- _OBJECTIVE_:
Turn every line of the records below into a numbered list, skipping any blank lines.
--- ENTRIES ---
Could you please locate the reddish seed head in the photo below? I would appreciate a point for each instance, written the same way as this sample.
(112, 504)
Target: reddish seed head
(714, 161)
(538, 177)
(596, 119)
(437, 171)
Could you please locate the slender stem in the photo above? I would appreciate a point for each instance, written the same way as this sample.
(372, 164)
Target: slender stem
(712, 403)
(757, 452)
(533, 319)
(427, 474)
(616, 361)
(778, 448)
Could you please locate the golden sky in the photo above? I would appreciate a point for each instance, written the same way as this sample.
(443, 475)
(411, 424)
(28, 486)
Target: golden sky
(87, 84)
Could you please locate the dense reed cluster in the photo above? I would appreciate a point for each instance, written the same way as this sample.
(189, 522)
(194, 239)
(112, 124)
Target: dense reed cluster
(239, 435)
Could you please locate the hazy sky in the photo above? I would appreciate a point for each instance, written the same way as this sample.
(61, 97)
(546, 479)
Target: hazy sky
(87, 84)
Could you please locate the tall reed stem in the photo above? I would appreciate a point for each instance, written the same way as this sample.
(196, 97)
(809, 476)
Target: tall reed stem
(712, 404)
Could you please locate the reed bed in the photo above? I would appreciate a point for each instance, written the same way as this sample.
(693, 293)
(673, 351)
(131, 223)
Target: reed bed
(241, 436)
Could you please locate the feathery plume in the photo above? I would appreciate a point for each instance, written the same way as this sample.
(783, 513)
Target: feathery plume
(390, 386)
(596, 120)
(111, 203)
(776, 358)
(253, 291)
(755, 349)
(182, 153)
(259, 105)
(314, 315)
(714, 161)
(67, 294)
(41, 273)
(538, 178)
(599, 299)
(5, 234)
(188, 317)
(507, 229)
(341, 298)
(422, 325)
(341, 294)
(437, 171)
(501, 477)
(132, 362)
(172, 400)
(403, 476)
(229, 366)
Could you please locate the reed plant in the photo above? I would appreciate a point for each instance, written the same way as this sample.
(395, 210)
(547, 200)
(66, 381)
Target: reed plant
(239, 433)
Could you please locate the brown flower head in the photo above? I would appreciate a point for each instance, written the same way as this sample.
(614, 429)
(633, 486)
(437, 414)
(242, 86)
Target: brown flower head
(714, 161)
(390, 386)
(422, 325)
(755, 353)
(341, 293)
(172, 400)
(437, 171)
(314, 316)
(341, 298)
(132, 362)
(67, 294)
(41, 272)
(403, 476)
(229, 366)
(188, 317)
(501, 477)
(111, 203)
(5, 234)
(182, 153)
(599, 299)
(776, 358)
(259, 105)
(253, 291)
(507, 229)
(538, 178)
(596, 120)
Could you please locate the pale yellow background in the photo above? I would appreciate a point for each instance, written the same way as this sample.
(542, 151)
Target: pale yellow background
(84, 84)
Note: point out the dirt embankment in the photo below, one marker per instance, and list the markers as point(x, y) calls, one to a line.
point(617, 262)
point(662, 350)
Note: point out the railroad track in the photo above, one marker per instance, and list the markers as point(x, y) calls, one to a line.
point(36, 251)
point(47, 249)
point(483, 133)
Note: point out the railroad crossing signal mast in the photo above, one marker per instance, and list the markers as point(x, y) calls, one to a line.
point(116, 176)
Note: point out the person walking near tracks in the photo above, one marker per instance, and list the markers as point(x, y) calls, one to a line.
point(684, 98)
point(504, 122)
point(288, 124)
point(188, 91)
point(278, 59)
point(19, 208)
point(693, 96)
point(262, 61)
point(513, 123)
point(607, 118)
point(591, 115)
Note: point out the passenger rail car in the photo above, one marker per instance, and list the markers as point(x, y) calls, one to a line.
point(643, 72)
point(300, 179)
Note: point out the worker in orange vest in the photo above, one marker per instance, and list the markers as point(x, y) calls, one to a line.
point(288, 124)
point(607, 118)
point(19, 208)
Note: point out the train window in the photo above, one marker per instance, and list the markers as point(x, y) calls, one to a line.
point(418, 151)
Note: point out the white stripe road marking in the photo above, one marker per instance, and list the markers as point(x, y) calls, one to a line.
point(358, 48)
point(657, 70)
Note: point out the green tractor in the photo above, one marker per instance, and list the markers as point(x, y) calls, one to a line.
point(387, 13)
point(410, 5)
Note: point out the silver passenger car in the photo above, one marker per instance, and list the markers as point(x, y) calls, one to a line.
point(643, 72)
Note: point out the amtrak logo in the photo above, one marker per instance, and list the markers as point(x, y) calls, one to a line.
---
- _TASK ANSWER_:
1. Could you please locate the reddish seed head in the photo below? I would appreciate a point for each instance, written the same way as this sample.
2. (112, 504)
3. Target: reddish seed head
4. (714, 161)
5. (538, 177)
6. (596, 119)
7. (437, 171)
8. Could you please locate the slender stem in the photo above? I would appreciate a point for each instance, written the same way as this sample.
9. (372, 164)
10. Target: slender stem
11. (712, 403)
12. (757, 452)
13. (533, 319)
14. (427, 474)
15. (616, 361)
16. (778, 448)
17. Could you please locate the golden sky in the photo above? I would appreciate a point for each instance, written the same way as this sample.
18. (443, 475)
19. (411, 424)
20. (28, 486)
21. Target: golden sky
22. (87, 84)
23. Could you please locate the dense reed cluster in the photo above? I would appreciate a point for each instance, written the same way as this sample.
24. (189, 522)
25. (194, 239)
26. (112, 124)
27. Target: dense reed cluster
28. (239, 435)
29. Could you please locate the hazy sky in the photo above? I would appreciate a point for each instance, written the same way as this sample.
30. (61, 97)
31. (546, 479)
32. Target: hazy sky
33. (87, 84)
34. Could you please locate the tall reed stem in the photo above? I would appreciate a point for each instance, written the same way as this sample.
35. (196, 97)
36. (809, 476)
37. Target: tall reed stem
38. (712, 404)
39. Could you please locate the reed bed in the photo above? I would appreciate a point for each instance, written the same way as this sample.
40. (693, 293)
41. (673, 351)
42. (131, 223)
43. Target: reed bed
44. (241, 436)
45. Could you please locate the feathery plume in the photo above? I would appreciate a point for each instance, written the same way as this sample.
46. (783, 513)
47. Target: feathery plume
48. (390, 386)
49. (596, 120)
50. (111, 203)
51. (776, 358)
52. (253, 291)
53. (755, 349)
54. (182, 153)
55. (259, 105)
56. (314, 315)
57. (714, 161)
58. (67, 294)
59. (41, 273)
60. (538, 178)
61. (599, 299)
62. (5, 234)
63. (188, 317)
64. (507, 229)
65. (341, 298)
66. (422, 325)
67. (341, 294)
68. (437, 171)
69. (501, 477)
70. (132, 362)
71. (172, 400)
72. (403, 476)
73. (229, 366)
74. Could you please locate the reed plant in the photo above? I would appreciate a point for each instance, written the same way as this sample.
75. (395, 210)
76. (547, 200)
77. (66, 381)
78. Target: reed plant
79. (239, 433)
80. Could you please locate the brown flower head in the photo above? I would appreciate a point for each instance, written the same way as this sample.
81. (614, 429)
82. (633, 486)
83. (437, 414)
84. (242, 86)
85. Target: brown flower head
86. (714, 161)
87. (390, 386)
88. (422, 325)
89. (755, 353)
90. (341, 293)
91. (172, 400)
92. (437, 171)
93. (314, 316)
94. (341, 298)
95. (132, 362)
96. (67, 294)
97. (41, 272)
98. (403, 476)
99. (229, 366)
100. (188, 317)
101. (501, 477)
102. (111, 203)
103. (5, 234)
104. (182, 153)
105. (599, 299)
106. (776, 358)
107. (259, 105)
108. (253, 291)
109. (507, 229)
110. (538, 178)
111. (596, 120)
112. Could you please locate the pale yellow background in the photo above? I would appreciate a point for each instance, written the same way as this sample.
113. (542, 151)
114. Target: pale yellow background
115. (84, 84)
116. Note: point out the dirt embankment in the photo below, one marker per instance, and list the markers as point(x, y) calls, one to a line.
117. point(617, 262)
118. point(662, 350)
119. Note: point out the railroad track in the photo above, one marker per instance, and list the markers as point(x, y) calls, one to a line.
120. point(36, 251)
121. point(47, 249)
122. point(483, 133)
123. Note: point out the railroad crossing signal mast in the photo above, one marker per instance, and list the markers as point(x, y) calls, one to a line.
124. point(116, 176)
125. Note: point out the person walking near tracks in the photo above, one marker per instance, and list the markers as point(x, y) calls, one to a line.
126. point(684, 98)
127. point(504, 122)
128. point(288, 124)
129. point(188, 91)
130. point(278, 59)
131. point(19, 208)
132. point(693, 96)
133. point(262, 61)
134. point(513, 123)
135. point(607, 118)
136. point(591, 115)
137. Note: point out the passenger rail car in the photo above, one marker per instance, and list the markers as point(x, y) calls, one to a line.
138. point(643, 72)
139. point(300, 179)
140. Note: point out the worker in orange vest in the photo above, one marker per instance, and list the markers as point(x, y) calls, one to a line.
141. point(288, 124)
142. point(607, 118)
143. point(19, 208)
144. Note: point out the train window in the photo above, one marker per instance, and list the markers as point(x, y) calls, one to a line.
145. point(418, 151)
146. Note: point out the white stripe road marking in the photo above, one marker per instance, and list the markers as point(x, y) calls, one to a line.
147. point(358, 48)
148. point(657, 70)
149. Note: point out the green tractor in the photo above, one marker per instance, and list the markers as point(x, y) calls, one to a line.
150. point(387, 13)
151. point(410, 5)
152. Note: point out the silver passenger car in the photo above, one marker per instance, and list the markers as point(x, y) calls, one to a line.
153. point(643, 72)
154. Note: point out the amtrak logo in the photo above, one marker per instance, and list the markers as point(x, y) calls, one to a line.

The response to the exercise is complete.